── Passage provided
The path specified in WORKING_DIR (defined in the scripts) can be the same for all examples. There will be a subfolder that contains the downloaded datasets and a subfolder that contains the processed data for each example.

NAVER LABS Localization datasets (Gangnam Station and Hyundai Department Store)

1) Point WORKING_DIR in the scripts to a location where you want the dataset to be downloaded and processed data to be stored.

2) The datasets consist of 5 scenes, 2 for GangnamStation and 3 for Hyundai Department Store. If you do not want to process all of them, modify the for loops in the scripts. For example, the visual localization challenge in the LTVL workshop (ICCV 2021) only requires B2 from Gangnam and 1F from Hyundai Department Store.

3) Execute the scripts.
────
── Material for the task
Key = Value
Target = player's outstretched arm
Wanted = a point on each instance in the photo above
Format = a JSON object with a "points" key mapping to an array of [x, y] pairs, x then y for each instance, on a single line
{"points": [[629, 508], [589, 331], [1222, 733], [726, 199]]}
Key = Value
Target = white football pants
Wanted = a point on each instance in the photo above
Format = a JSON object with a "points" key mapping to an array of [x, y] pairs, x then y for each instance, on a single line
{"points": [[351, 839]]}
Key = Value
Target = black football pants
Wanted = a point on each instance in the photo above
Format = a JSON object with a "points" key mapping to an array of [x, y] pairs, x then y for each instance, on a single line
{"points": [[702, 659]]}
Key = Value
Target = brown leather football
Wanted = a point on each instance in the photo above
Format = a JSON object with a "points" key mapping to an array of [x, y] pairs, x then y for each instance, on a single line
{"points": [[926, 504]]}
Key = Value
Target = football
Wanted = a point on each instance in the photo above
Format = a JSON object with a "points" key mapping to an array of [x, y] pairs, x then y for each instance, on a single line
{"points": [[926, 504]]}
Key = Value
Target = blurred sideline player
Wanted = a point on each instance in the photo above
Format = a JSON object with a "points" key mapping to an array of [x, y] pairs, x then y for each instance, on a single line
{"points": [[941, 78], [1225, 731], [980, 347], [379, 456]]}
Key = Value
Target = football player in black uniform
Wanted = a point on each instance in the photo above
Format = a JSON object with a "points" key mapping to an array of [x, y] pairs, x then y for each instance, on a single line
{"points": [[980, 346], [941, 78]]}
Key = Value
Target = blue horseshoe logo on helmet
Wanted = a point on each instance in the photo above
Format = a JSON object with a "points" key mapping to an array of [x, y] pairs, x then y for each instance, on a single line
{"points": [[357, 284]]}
────
* [Instructions]:
1 – Copy the setup instructions from "The path specified" to "from Hyundai Department Store.", switching "WORKING_DIR" to "DATA_DIR".
2 – Filter the records down to the lines that contain the string "player".
The setup instructions and the records come from different sources.

* [Solution list]:
1 –
The path specified in DATA_DIR (defined in the scripts) can be the same for all examples. There will be a subfolder that contains the downloaded datasets and a subfolder that contains the processed data for each example.

NAVER LABS Localization datasets (Gangnam Station and Hyundai Department Store)

1) Point DATA_DIR in the scripts to a location where you want the dataset to be downloaded and processed data to be stored.

2) The datasets consist of 5 scenes, 2 for GangnamStation and 3 for Hyundai Department Store. If you do not want to process all of them, modify the for loops in the scripts. For example, the visual localization challenge in the LTVL workshop (ICCV 2021) only requires B2 from Gangnam and 1F from Hyundai Department Store.

2 –
Target = player's outstretched arm
Target = blurred sideline player
Target = football player in black uniform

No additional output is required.